### Exercise goal:
Gather every line in the rows below that contains the word "background", and copy each one out in full.

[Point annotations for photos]
--- start ---

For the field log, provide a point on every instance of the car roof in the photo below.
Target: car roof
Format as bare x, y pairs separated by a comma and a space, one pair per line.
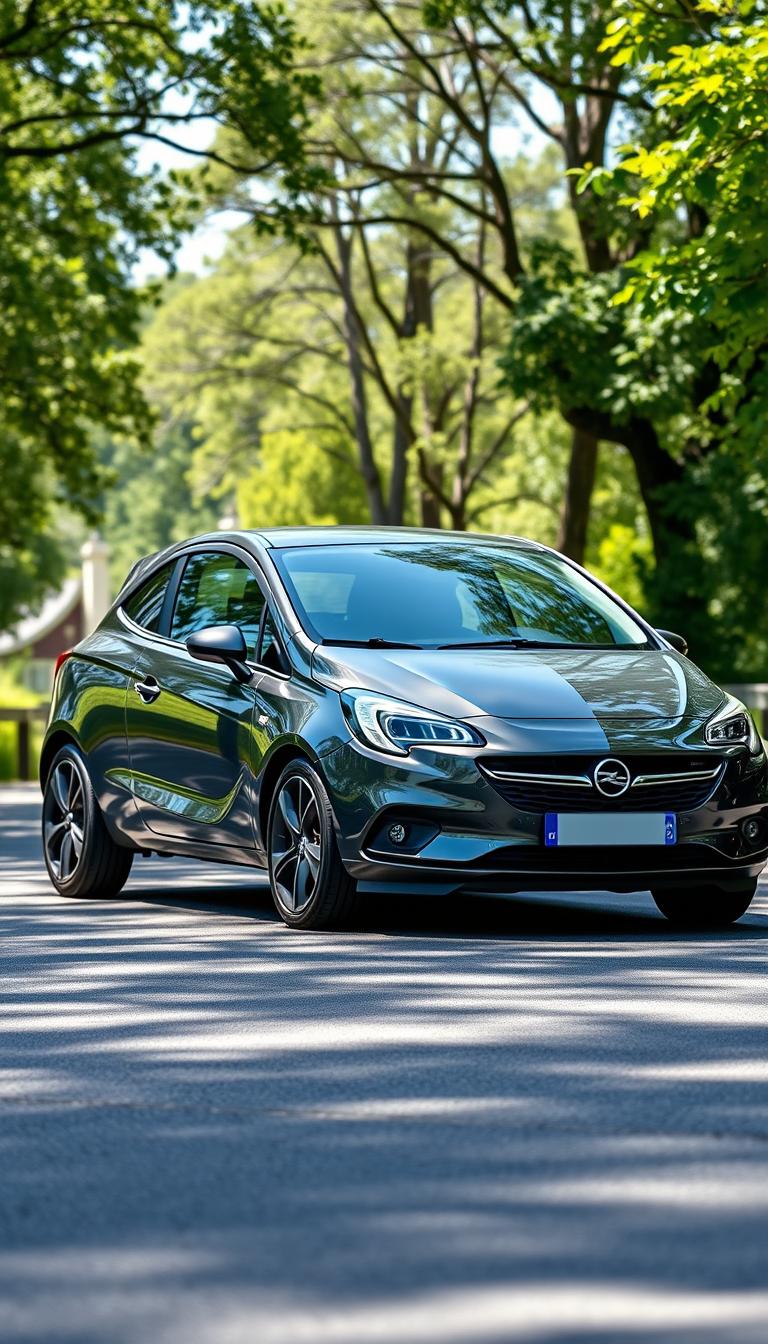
281, 538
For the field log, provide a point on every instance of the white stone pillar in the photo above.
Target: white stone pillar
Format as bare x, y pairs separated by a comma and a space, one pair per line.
96, 590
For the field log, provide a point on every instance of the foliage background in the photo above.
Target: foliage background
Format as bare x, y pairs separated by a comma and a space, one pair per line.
498, 266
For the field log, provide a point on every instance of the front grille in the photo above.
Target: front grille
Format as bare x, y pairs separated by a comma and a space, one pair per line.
565, 784
574, 859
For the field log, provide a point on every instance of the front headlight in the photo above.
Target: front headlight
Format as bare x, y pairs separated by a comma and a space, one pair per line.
394, 726
733, 726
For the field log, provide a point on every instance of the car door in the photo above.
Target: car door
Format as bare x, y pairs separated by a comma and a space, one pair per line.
188, 721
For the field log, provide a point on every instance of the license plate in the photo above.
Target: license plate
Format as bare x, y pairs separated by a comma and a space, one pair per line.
609, 828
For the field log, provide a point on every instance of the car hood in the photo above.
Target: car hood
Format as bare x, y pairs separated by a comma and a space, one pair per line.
529, 684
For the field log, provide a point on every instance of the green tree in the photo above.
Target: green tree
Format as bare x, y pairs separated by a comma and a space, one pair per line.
81, 88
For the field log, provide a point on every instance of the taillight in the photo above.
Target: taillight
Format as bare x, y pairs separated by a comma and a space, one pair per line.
61, 661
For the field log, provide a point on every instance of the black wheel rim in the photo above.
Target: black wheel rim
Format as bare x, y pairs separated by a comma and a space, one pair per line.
63, 820
296, 844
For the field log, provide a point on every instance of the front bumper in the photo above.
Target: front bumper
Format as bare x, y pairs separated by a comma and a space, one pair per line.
462, 833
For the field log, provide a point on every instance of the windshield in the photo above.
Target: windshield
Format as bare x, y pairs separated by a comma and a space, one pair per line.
437, 594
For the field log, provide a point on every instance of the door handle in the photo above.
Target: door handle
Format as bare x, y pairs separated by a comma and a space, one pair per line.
148, 690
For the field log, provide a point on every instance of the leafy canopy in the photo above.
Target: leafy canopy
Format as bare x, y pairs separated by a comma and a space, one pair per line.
81, 88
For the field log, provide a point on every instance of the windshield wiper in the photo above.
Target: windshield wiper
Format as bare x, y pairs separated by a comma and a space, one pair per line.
513, 644
374, 643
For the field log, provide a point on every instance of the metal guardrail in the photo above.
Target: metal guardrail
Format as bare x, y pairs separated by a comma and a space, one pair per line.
24, 719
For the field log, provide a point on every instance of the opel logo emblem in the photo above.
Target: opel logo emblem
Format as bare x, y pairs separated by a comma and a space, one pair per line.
612, 778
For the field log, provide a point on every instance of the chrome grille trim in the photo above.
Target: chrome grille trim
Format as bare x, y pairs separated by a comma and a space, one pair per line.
682, 777
576, 781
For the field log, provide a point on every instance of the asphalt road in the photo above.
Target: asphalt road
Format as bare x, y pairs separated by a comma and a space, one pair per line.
530, 1120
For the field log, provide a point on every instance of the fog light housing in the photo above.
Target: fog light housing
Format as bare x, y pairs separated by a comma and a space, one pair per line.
753, 829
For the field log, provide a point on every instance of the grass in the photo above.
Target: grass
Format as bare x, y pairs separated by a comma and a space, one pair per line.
15, 696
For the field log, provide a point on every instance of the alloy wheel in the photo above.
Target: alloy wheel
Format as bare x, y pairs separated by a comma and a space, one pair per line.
63, 820
296, 843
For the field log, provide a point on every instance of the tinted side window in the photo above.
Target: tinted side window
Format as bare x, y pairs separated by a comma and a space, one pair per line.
145, 605
218, 589
271, 653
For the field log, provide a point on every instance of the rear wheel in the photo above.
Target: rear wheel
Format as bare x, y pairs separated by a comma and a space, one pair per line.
81, 856
310, 883
705, 907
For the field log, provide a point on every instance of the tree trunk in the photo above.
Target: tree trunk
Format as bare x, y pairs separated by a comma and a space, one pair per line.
677, 593
574, 518
369, 469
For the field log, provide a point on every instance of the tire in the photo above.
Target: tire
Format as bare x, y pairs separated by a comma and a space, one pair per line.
81, 856
705, 907
310, 885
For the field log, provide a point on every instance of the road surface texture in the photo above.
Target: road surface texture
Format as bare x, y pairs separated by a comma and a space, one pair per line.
514, 1120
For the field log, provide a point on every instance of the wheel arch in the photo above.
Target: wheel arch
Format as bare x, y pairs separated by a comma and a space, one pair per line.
55, 739
275, 766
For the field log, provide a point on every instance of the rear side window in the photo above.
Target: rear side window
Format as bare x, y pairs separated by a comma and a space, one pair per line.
218, 589
145, 605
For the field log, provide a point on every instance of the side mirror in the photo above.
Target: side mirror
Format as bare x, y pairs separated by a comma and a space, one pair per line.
221, 644
678, 641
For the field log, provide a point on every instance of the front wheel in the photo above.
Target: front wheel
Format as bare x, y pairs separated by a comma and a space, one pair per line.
81, 856
310, 885
705, 907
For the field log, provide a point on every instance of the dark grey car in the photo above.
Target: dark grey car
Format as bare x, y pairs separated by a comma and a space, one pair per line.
389, 710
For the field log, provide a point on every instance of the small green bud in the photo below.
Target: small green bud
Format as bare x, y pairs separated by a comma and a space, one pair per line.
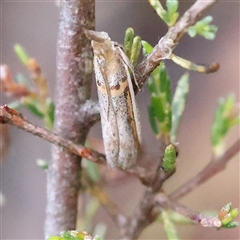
234, 212
21, 54
227, 207
136, 48
169, 159
128, 41
232, 224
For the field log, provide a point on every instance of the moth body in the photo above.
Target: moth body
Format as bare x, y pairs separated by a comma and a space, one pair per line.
119, 114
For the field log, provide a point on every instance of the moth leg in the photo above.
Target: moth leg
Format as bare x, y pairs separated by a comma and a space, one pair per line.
129, 64
192, 66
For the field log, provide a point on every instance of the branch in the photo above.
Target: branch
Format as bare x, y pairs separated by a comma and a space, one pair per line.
215, 166
146, 214
73, 81
162, 201
167, 43
97, 191
12, 117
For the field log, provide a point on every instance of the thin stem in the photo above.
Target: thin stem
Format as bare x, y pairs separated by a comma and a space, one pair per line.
162, 201
97, 191
214, 167
167, 43
11, 116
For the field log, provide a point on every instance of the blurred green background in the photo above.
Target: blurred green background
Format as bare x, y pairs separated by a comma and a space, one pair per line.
35, 25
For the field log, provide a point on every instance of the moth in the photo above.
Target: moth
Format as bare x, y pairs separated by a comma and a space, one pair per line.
118, 109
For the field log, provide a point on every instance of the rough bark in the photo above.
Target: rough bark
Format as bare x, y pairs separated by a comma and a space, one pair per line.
74, 74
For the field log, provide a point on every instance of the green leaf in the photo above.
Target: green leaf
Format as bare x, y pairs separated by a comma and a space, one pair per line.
169, 160
92, 170
21, 79
100, 231
232, 224
42, 164
172, 6
55, 238
136, 48
160, 107
147, 48
21, 54
225, 118
203, 28
170, 16
91, 209
15, 105
168, 225
178, 104
50, 113
128, 41
152, 120
32, 106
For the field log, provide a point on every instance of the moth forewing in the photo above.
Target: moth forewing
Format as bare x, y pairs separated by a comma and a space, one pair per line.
118, 110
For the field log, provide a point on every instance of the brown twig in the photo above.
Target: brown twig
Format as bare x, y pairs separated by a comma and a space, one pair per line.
11, 116
145, 213
215, 166
162, 201
73, 80
97, 191
167, 43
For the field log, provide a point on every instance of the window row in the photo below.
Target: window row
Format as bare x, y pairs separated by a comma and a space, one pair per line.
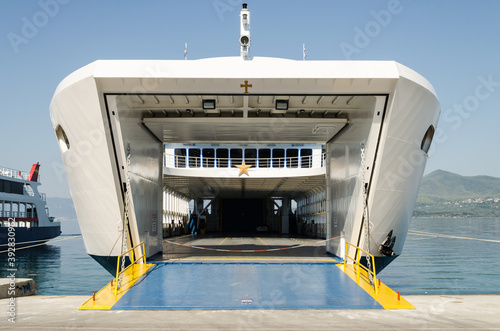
230, 157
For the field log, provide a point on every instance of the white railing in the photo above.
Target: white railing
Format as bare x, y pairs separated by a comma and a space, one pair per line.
302, 162
13, 173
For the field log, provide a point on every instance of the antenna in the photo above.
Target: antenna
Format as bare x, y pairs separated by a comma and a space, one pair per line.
245, 32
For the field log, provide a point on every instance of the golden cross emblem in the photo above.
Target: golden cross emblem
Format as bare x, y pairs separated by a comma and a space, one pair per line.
246, 86
243, 168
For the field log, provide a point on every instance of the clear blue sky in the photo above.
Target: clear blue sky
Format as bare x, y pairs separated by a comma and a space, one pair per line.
454, 44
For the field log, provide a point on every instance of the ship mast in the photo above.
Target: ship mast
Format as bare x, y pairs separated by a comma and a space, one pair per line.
245, 32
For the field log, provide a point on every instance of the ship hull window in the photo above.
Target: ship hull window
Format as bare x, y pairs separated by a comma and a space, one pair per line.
208, 157
264, 158
251, 157
292, 158
194, 157
222, 157
278, 158
236, 157
427, 140
180, 157
306, 158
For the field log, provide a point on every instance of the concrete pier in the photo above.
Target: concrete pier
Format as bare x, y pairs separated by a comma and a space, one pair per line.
436, 312
16, 287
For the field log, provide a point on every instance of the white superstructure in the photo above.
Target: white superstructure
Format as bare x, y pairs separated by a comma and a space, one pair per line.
119, 124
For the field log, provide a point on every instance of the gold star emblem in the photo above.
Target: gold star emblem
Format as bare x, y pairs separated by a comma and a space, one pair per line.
243, 168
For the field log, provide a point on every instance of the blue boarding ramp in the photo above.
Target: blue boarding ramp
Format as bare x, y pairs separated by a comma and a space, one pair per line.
251, 284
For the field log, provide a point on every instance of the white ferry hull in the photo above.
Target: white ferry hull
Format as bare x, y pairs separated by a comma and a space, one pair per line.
111, 115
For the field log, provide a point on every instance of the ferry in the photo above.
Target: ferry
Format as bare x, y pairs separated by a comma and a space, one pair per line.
244, 144
24, 215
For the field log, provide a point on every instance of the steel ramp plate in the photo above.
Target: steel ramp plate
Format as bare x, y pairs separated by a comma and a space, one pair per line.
246, 286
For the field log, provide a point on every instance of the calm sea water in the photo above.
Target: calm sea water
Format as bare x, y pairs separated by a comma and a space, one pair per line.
429, 264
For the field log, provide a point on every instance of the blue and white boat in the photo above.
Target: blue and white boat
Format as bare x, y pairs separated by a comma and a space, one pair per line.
24, 215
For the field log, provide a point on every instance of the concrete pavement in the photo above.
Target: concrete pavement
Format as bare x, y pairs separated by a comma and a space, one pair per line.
433, 312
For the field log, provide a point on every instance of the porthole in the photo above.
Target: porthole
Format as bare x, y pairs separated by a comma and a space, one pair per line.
62, 138
426, 142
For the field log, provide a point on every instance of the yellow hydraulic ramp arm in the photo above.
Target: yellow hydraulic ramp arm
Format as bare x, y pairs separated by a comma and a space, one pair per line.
125, 279
361, 275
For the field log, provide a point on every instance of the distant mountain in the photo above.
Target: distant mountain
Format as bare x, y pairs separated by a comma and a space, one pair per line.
446, 194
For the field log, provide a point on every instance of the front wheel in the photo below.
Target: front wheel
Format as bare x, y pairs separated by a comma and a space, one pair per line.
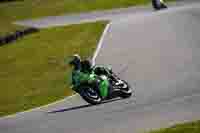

--- end ---

### Result:
For the field log, provide a point on every instance of the foliage background in the photo above.
Target: foliage background
For the field log, provide a point on every instance of the blurred green background in the photo above.
Target: blurred green background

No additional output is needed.